Work to be completed:
Pull out every line of the data below that contains the string "door", and copy each such line in full.

Information given:
_ _ _ _ _ _ _
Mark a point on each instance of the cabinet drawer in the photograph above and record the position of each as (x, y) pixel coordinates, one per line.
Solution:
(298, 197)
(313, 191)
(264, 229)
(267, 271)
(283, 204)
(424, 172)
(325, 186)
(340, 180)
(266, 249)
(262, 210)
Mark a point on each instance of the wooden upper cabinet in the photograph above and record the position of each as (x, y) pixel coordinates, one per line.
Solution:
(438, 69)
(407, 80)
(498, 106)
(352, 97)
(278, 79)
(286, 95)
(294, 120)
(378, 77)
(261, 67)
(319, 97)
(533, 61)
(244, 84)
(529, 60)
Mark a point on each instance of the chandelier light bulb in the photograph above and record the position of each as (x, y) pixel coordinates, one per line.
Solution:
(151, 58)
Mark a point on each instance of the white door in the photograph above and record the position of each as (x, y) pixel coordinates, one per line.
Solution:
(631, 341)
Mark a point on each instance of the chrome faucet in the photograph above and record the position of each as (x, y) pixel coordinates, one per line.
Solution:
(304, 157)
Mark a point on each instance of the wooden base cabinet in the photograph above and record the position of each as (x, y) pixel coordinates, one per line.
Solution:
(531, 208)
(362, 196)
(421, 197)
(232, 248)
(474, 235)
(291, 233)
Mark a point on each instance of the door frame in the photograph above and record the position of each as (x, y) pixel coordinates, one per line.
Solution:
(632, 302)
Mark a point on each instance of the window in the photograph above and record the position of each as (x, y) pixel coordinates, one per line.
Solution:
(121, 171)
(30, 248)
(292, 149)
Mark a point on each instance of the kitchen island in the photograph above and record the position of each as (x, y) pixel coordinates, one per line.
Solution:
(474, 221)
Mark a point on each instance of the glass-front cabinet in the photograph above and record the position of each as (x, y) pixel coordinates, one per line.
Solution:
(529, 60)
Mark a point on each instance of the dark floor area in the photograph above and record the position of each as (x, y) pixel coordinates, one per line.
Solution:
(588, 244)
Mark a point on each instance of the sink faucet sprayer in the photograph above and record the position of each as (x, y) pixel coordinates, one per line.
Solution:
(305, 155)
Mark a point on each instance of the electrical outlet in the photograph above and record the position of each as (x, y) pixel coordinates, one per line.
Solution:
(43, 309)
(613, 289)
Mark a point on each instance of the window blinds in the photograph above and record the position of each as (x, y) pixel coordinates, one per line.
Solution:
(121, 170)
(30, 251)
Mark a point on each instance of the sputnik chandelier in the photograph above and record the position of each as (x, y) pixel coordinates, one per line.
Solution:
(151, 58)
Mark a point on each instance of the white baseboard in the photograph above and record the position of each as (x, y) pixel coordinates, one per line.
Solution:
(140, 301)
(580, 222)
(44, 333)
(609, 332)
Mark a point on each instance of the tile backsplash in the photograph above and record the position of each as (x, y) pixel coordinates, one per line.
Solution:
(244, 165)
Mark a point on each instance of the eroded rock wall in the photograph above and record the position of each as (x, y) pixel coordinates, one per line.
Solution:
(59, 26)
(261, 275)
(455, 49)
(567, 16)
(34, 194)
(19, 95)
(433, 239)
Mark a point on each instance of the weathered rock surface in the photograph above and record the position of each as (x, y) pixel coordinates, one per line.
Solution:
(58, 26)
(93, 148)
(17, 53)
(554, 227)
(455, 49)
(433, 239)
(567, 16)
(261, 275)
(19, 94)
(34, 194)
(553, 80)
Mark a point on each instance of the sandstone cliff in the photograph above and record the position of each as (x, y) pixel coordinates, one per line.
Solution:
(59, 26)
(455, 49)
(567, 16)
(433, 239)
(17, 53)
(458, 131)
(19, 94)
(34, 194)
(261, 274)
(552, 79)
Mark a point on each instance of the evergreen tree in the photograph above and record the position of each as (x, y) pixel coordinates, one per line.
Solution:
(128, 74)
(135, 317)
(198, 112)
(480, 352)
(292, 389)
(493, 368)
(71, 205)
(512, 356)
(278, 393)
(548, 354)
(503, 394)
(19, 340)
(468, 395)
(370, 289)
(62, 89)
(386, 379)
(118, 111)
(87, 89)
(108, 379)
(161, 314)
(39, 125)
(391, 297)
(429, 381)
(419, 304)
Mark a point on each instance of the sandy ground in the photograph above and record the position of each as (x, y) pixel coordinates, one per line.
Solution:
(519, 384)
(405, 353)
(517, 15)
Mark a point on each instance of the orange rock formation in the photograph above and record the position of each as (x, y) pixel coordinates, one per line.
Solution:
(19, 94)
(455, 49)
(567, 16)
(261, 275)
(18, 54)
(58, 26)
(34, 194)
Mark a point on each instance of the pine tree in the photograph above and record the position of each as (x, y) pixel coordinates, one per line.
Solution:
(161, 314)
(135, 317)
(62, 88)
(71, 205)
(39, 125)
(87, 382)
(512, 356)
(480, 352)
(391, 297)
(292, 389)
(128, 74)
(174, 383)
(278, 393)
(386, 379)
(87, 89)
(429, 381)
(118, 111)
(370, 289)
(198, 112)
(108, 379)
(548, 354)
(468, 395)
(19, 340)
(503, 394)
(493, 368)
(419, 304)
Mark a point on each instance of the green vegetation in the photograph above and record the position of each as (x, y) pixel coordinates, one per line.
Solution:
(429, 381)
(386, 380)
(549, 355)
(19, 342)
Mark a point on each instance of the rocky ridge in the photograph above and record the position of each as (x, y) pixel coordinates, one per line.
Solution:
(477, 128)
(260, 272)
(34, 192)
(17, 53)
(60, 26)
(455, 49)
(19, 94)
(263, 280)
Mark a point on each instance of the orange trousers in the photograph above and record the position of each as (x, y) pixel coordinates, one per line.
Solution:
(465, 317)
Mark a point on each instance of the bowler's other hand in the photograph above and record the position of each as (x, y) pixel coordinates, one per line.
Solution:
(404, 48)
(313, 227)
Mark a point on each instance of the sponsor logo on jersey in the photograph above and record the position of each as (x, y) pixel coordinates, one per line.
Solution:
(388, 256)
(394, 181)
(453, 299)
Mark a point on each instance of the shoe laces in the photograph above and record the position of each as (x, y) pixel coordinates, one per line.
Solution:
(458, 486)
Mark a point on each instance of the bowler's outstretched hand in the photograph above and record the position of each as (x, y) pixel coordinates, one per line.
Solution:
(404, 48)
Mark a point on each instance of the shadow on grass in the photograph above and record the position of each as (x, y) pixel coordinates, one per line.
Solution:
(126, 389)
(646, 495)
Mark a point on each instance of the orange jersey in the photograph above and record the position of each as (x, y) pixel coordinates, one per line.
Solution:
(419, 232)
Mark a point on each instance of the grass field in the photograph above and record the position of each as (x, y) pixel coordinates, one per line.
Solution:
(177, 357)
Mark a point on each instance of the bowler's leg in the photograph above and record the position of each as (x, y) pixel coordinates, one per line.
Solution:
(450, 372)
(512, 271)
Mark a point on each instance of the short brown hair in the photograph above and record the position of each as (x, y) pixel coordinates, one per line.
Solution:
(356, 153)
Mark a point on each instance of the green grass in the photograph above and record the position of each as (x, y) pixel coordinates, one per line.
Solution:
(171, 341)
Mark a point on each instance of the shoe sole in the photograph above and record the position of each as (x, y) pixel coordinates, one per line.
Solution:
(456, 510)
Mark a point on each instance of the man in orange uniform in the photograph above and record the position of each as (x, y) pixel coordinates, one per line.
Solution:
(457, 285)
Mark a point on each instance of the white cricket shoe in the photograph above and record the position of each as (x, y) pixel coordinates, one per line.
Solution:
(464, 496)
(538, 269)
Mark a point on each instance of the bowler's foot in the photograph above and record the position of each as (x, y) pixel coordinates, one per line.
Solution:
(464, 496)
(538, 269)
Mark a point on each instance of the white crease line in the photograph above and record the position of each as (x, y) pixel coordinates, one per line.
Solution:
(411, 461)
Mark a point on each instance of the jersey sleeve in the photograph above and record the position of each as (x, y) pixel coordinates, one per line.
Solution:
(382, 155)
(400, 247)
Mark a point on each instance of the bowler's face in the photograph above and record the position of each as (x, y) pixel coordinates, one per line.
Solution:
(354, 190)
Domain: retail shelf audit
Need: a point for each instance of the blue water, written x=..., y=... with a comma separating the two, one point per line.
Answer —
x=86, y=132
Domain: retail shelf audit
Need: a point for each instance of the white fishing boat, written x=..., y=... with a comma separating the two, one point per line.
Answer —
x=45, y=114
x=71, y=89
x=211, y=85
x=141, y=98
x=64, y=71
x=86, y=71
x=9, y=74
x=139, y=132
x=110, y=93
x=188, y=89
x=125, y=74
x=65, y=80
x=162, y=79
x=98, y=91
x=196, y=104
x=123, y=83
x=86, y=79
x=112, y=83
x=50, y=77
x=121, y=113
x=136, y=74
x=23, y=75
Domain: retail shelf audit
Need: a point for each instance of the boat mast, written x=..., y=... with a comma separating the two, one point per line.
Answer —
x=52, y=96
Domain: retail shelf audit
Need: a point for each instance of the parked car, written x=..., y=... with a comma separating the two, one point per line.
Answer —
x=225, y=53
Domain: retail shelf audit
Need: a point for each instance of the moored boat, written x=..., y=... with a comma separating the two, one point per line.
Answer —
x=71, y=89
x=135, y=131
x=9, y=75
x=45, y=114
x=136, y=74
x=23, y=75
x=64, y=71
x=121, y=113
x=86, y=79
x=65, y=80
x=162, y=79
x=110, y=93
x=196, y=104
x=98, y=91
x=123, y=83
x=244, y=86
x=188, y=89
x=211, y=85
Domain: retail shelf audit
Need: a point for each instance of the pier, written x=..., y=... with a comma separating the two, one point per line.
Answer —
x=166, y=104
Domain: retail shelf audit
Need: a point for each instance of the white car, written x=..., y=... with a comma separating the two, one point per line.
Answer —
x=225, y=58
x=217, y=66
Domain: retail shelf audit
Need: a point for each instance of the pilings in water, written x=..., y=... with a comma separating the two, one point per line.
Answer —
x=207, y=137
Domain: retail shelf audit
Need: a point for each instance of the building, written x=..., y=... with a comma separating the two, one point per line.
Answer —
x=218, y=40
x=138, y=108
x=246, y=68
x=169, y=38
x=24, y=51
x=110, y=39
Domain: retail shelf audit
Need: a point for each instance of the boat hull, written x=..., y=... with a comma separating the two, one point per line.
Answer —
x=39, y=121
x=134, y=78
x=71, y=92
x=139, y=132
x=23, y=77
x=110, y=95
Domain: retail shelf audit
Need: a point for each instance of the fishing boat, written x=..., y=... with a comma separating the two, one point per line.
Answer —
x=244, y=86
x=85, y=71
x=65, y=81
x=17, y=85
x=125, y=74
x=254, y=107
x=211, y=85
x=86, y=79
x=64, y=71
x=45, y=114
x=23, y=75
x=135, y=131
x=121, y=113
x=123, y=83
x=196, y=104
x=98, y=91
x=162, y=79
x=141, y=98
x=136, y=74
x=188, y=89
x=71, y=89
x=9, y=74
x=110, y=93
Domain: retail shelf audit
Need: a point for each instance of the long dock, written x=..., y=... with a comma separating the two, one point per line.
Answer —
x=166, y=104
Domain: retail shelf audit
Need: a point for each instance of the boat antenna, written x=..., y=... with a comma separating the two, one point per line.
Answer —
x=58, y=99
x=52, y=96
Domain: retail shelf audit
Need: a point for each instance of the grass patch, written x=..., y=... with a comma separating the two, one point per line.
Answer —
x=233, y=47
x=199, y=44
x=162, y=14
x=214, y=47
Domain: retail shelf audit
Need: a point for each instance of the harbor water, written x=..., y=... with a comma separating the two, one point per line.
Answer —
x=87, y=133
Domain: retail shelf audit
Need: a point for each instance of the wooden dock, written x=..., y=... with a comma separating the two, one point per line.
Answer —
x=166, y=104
_ _ _ _ _ _ _
Written answer:
Mark a point on each instance of the white door in the photograph above and record the position of each as (x, y) pixel coordinates, one per line.
Mark a point on each instance of the door frame in the photograph above and record the position of each as (x, y) pixel coordinates, one per line.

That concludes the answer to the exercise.